Reproduce every one of the items below verbatim, keeping each character, space, and line break unchanged.

--- --- ---

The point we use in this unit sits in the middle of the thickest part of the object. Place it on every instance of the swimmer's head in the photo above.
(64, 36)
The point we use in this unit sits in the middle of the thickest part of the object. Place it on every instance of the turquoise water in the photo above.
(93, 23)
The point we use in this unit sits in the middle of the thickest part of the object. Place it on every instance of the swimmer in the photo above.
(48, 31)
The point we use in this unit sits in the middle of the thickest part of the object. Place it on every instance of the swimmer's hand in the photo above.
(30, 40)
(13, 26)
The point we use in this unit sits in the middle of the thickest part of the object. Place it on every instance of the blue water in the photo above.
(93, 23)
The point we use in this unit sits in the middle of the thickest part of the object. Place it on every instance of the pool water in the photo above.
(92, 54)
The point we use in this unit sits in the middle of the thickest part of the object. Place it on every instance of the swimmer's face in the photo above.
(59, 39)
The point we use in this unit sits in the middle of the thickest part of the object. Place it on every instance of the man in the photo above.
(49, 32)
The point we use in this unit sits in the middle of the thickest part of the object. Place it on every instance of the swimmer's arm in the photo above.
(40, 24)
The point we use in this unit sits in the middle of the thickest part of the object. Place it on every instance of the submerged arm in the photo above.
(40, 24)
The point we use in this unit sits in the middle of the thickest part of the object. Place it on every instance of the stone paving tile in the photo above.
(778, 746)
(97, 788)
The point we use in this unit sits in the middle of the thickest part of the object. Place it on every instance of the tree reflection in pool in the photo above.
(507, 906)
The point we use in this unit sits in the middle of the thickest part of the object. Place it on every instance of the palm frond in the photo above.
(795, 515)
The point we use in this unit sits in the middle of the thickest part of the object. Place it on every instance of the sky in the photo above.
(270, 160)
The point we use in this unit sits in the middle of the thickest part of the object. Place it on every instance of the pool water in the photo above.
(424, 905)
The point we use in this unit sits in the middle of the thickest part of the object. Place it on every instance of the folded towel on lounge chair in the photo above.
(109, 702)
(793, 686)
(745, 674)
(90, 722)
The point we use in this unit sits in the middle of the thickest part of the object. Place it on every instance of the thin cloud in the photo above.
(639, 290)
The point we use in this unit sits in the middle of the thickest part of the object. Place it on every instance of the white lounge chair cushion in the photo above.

--- --- ---

__Solution__
The point we use in this unit sits in the middle of the thickest part of the object. Place it on every instance of the swimmer's head in the photo above.
(64, 36)
The point we use in this unit sits in the middle of the thickest part of the object. Place it on every instance of the turquoise water in the photo above.
(93, 23)
The point we use in this unit sits in the middle of the thickest part of the object. Place it on every instance of the swimmer in the photo above.
(48, 31)
The point we use in this unit sits in the middle of the thickest part of the object. Place it on every instance of the swimmer's hand in the photo above.
(30, 40)
(13, 26)
The point we use in this unit sits in the middle of the thickest part of the object. Place it on every instance of the blue water in the photo above.
(93, 23)
The point we use in this unit sits in the middle of the thickest part of the object. Place it on every instance of the pool water in the photo above.
(92, 54)
The point we use in this unit sits in the middle of the thickest part of the object. Place it on every instance of the swimmer's face in the photo above.
(59, 39)
The point we use in this unit sits in the middle of the thickest part of the object. Place it on every instance of the man in the photo above.
(49, 32)
The point we use in this unit sits in the middle of the thickest part of the object. Place it on every instance of the swimmer's arm in the photo above.
(40, 24)
The point we use in this unit sits in the middle of the thickest part of the object. Place it on every instance of the submerged arm in the photo above.
(40, 24)
The point we use in this unit sits in the middle of the thickest part of the object. Place it on every instance of the stone paving tile in the photo above.
(778, 746)
(97, 788)
The point we use in this unit sits in the middle of the thickest part of the object. Place it on every instance of the tree reflection in pool in the photo above.
(507, 906)
The point we use in this unit sits in the middle of the thickest part of the object. Place it on every instance of the palm frond in the photo above.
(795, 515)
The point we use in this unit sits in the middle of the thickest part of the object. Place it on every instance of the sky in the photo above.
(270, 160)
The point we use in this unit sits in the middle of the thickest part of the object. Place it on every instance of the pool water in the photo above.
(424, 905)
The point we use in this unit sits in the middle of the thickest part of the object. Place it on every instance of the folded towel on lounge chair in the photo above.
(109, 702)
(793, 686)
(745, 674)
(90, 722)
The point we use in this unit sits in the middle of the thickest part of the object. Place it on every instance of the thin cloud in the photo above.
(639, 290)
The point we use in this unit sits in the middle of the thickest part of the object. Place it on every instance of the white lounge chair cushion in the photo above.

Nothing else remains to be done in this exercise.